Outline entries for images:
---+---

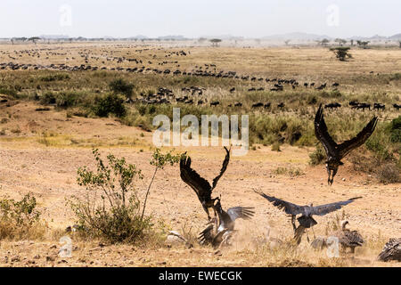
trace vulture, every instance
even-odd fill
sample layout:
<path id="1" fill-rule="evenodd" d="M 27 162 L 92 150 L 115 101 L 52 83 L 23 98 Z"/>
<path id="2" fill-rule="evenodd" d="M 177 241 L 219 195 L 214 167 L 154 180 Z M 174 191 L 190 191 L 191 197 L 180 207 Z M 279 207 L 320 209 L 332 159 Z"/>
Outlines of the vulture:
<path id="1" fill-rule="evenodd" d="M 351 253 L 355 253 L 355 248 L 362 247 L 364 244 L 364 239 L 362 235 L 357 231 L 350 231 L 346 228 L 348 224 L 348 221 L 341 222 L 341 232 L 339 232 L 338 238 L 340 244 L 344 249 L 348 248 L 351 248 Z"/>
<path id="2" fill-rule="evenodd" d="M 210 183 L 204 178 L 200 177 L 200 175 L 192 168 L 191 168 L 191 158 L 184 157 L 180 160 L 180 172 L 181 172 L 181 179 L 187 183 L 191 188 L 193 189 L 196 195 L 198 196 L 199 200 L 200 201 L 203 209 L 206 214 L 208 214 L 208 218 L 210 221 L 210 215 L 209 213 L 209 208 L 214 208 L 215 201 L 219 198 L 211 198 L 211 194 L 213 190 L 216 188 L 218 180 L 227 169 L 228 162 L 230 161 L 230 150 L 225 150 L 225 159 L 223 161 L 223 167 L 220 170 L 220 174 L 213 179 L 213 184 Z"/>
<path id="3" fill-rule="evenodd" d="M 294 239 L 298 244 L 300 243 L 305 230 L 312 228 L 314 225 L 317 224 L 317 222 L 312 217 L 312 216 L 327 215 L 329 213 L 340 209 L 343 206 L 352 203 L 356 199 L 362 198 L 351 198 L 346 201 L 340 201 L 314 207 L 313 204 L 310 204 L 310 206 L 299 206 L 272 196 L 267 196 L 263 192 L 258 192 L 257 191 L 255 191 L 255 192 L 266 199 L 269 202 L 272 202 L 273 205 L 277 207 L 279 209 L 282 209 L 287 215 L 291 217 L 292 228 L 295 233 Z M 298 227 L 295 226 L 295 218 L 297 215 L 301 215 L 301 216 L 297 218 L 298 222 L 299 223 L 299 225 Z M 307 240 L 309 241 L 309 237 L 307 237 Z"/>
<path id="4" fill-rule="evenodd" d="M 401 238 L 390 239 L 384 246 L 384 248 L 379 255 L 378 259 L 384 262 L 390 260 L 401 262 Z"/>
<path id="5" fill-rule="evenodd" d="M 209 243 L 215 248 L 228 243 L 228 240 L 234 232 L 236 219 L 250 220 L 255 214 L 253 208 L 242 207 L 230 208 L 225 212 L 221 207 L 220 200 L 217 200 L 213 208 L 217 216 L 213 217 L 200 233 L 199 240 L 201 244 Z"/>
<path id="6" fill-rule="evenodd" d="M 315 134 L 326 151 L 326 169 L 327 174 L 329 175 L 327 182 L 329 185 L 332 184 L 339 167 L 344 164 L 341 162 L 341 159 L 351 151 L 363 145 L 364 142 L 366 142 L 373 133 L 378 118 L 374 117 L 356 137 L 346 141 L 341 144 L 337 144 L 329 134 L 326 123 L 324 122 L 322 104 L 320 105 L 315 118 Z"/>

---+---

→ Your instructions
Recast all the records above as a two-column CSV with the columns instruction and outline. Give one row per record, with its text and its answer each in a single quoted field, line breaks replaced by spaces, and the pictures left out.

→ Exercise result
instruction,outline
"trace vulture, every instance even-odd fill sample layout: <path id=""1"" fill-rule=""evenodd"" d=""M 27 162 L 92 150 L 115 101 L 52 83 L 23 98 Z""/> <path id=""2"" fill-rule=""evenodd"" d=""M 177 241 L 219 195 L 214 167 L 154 180 Z M 174 191 L 190 191 L 191 197 L 180 207 Z M 279 207 L 320 209 L 332 159 Z""/> Outlines of the vulture:","<path id=""1"" fill-rule=""evenodd"" d=""M 351 253 L 355 253 L 355 248 L 362 247 L 364 244 L 364 239 L 362 235 L 357 231 L 350 231 L 346 228 L 348 224 L 348 221 L 341 222 L 341 232 L 339 232 L 338 238 L 340 244 L 344 249 L 348 248 L 351 248 Z""/> <path id=""2"" fill-rule=""evenodd"" d=""M 210 183 L 204 178 L 200 177 L 200 175 L 192 168 L 191 168 L 191 158 L 184 157 L 180 160 L 180 172 L 181 172 L 181 179 L 187 183 L 191 188 L 193 189 L 196 195 L 198 196 L 199 200 L 200 201 L 203 209 L 206 214 L 208 214 L 208 218 L 210 221 L 210 215 L 209 213 L 209 208 L 214 208 L 215 201 L 219 198 L 211 198 L 211 194 L 213 190 L 216 188 L 218 180 L 227 169 L 228 162 L 230 161 L 230 150 L 225 150 L 225 159 L 223 161 L 223 167 L 220 170 L 220 174 L 213 179 L 213 184 Z""/> <path id=""3"" fill-rule=""evenodd"" d=""M 294 239 L 298 244 L 300 243 L 305 230 L 312 228 L 314 225 L 317 224 L 317 222 L 312 217 L 312 216 L 327 215 L 329 213 L 340 209 L 343 206 L 352 203 L 356 199 L 362 198 L 351 198 L 346 201 L 340 201 L 314 207 L 313 204 L 310 204 L 310 206 L 299 206 L 272 196 L 267 196 L 263 192 L 258 192 L 257 191 L 255 191 L 255 192 L 266 199 L 269 202 L 272 202 L 273 205 L 277 207 L 279 209 L 282 209 L 287 215 L 291 217 L 292 228 L 295 233 Z M 298 227 L 295 226 L 295 218 L 297 215 L 301 215 L 301 216 L 297 218 L 298 222 L 299 223 L 299 225 Z M 307 240 L 309 241 L 309 237 L 307 237 Z""/> <path id=""4"" fill-rule=""evenodd"" d=""M 401 238 L 390 239 L 384 246 L 384 248 L 379 255 L 378 259 L 384 262 L 390 260 L 401 262 Z""/> <path id=""5"" fill-rule=""evenodd"" d=""M 209 243 L 215 248 L 228 243 L 228 240 L 234 232 L 236 219 L 250 220 L 255 214 L 253 208 L 242 207 L 230 208 L 225 212 L 221 207 L 220 200 L 217 200 L 213 208 L 217 216 L 213 217 L 200 233 L 199 240 L 201 244 Z""/> <path id=""6"" fill-rule=""evenodd"" d=""M 315 134 L 326 151 L 326 169 L 327 174 L 329 175 L 327 182 L 329 185 L 332 184 L 339 167 L 344 164 L 341 162 L 341 159 L 351 151 L 363 145 L 364 142 L 366 142 L 373 133 L 378 118 L 374 117 L 356 137 L 346 141 L 341 144 L 337 144 L 329 134 L 326 123 L 324 122 L 322 104 L 320 105 L 315 118 Z""/>"